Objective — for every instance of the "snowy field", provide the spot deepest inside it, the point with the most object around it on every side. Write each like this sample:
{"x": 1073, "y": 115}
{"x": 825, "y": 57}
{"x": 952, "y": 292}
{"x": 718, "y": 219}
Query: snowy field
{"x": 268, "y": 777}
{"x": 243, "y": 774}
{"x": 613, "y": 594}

·····

Down to the last line, give the records again exactly.

Result
Objective — for every instance of the "snowy field", provide the spot deepest inside it, the point with the most object around it on every side. Write each like this sample:
{"x": 1073, "y": 115}
{"x": 825, "y": 57}
{"x": 952, "y": 292}
{"x": 718, "y": 219}
Query: snowy field
{"x": 268, "y": 777}
{"x": 243, "y": 774}
{"x": 613, "y": 594}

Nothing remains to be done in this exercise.